* _Objective_:
Rewrite the lines of the items below as a numbered list, leaving out any blank lines.
=====
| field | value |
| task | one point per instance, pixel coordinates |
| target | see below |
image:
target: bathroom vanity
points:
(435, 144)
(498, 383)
=====
* _Solution below_:
1. | field | value |
2. | task | one point per instance, pixel coordinates |
3. | target | see below |
4. image:
5. target: bathroom vanity
6. points:
7. (435, 144)
8. (498, 383)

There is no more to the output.